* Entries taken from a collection
begin

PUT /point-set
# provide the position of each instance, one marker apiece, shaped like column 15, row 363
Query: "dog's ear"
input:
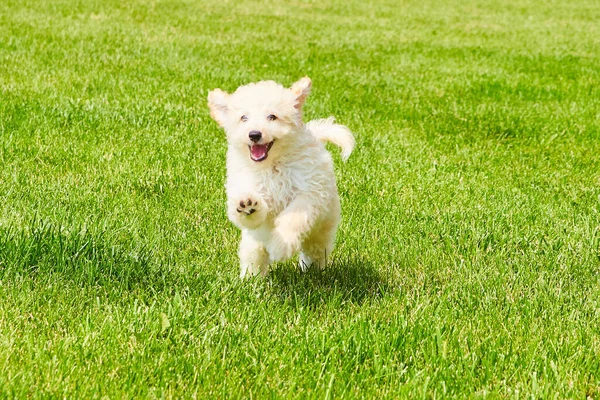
column 301, row 90
column 217, row 102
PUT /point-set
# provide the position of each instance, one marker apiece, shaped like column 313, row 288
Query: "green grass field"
column 468, row 259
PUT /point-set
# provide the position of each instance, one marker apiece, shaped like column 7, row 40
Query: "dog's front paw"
column 283, row 245
column 247, row 206
column 247, row 211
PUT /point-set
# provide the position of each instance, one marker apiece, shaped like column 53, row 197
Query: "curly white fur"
column 281, row 188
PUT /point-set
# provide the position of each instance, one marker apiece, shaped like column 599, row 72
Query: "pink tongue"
column 258, row 151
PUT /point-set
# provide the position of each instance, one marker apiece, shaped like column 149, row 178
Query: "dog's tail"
column 327, row 130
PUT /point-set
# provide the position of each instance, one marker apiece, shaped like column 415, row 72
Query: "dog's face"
column 260, row 118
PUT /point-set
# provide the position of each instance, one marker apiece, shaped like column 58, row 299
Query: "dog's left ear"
column 301, row 90
column 217, row 102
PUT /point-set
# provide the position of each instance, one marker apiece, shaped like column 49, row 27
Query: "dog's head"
column 260, row 117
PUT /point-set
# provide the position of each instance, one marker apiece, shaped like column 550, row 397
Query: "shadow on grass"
column 344, row 281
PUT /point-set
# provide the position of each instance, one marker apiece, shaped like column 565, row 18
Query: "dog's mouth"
column 259, row 152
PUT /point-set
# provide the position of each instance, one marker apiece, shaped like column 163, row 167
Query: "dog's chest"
column 279, row 186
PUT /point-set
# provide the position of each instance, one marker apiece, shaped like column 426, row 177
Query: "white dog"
column 280, row 185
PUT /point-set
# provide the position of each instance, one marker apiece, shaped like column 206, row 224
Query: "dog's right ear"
column 301, row 90
column 217, row 102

end

* Given exercise
Quote the material in full and exactly; do not carry over its pictures.

* Response for this exercise
PUT /point-set
# provide the position of each instance, one marker apiece, shaped like column 15, row 363
Query: "dog's ear"
input:
column 301, row 90
column 217, row 102
PUT /point-set
# provide the position of each instance, one marker apiece, shaped like column 313, row 288
Query: "green grass field"
column 468, row 259
PUT /point-set
# provide the position of each instance, one marker apiece, shaped like column 7, row 40
Query: "dog's front paw"
column 283, row 245
column 247, row 206
column 247, row 211
PUT /point-set
# provide the position of each instance, one marker apiece, shaped like column 53, row 197
Query: "curly white fur"
column 281, row 188
PUT /point-set
# provide the position of each instance, one marker apiece, shaped like column 599, row 72
Query: "pink tongue"
column 258, row 151
PUT /point-set
# provide the position of each instance, one marker apiece, shaped like column 149, row 178
Query: "dog's tail"
column 327, row 130
PUT /point-set
# provide the position of each instance, one marker apiece, shaped like column 415, row 72
Query: "dog's face"
column 260, row 118
PUT /point-set
# provide the position of each instance, one marker apiece, shaped like column 58, row 299
Query: "dog's left ear"
column 301, row 90
column 217, row 102
PUT /point-set
# provide the position of each instance, one marker apiece, shaped like column 49, row 27
Query: "dog's head"
column 260, row 117
PUT /point-set
# provide the position of each instance, one marker apiece, shaped like column 550, row 397
Query: "shadow on grass"
column 344, row 281
PUT /point-set
# provide the position of each instance, one marker apiece, shaped like column 565, row 18
Query: "dog's mouth"
column 259, row 152
PUT /point-set
# provide the position of each instance, one marker apiece, shaped like column 163, row 167
Query: "dog's chest"
column 279, row 186
PUT /point-set
# provide the position of each instance, one marker apiece, shaped like column 426, row 177
Query: "white dog"
column 280, row 185
PUT /point-set
# provide the position of each instance, one marker apiece, shaped like column 206, row 224
Query: "dog's right ear"
column 301, row 90
column 217, row 102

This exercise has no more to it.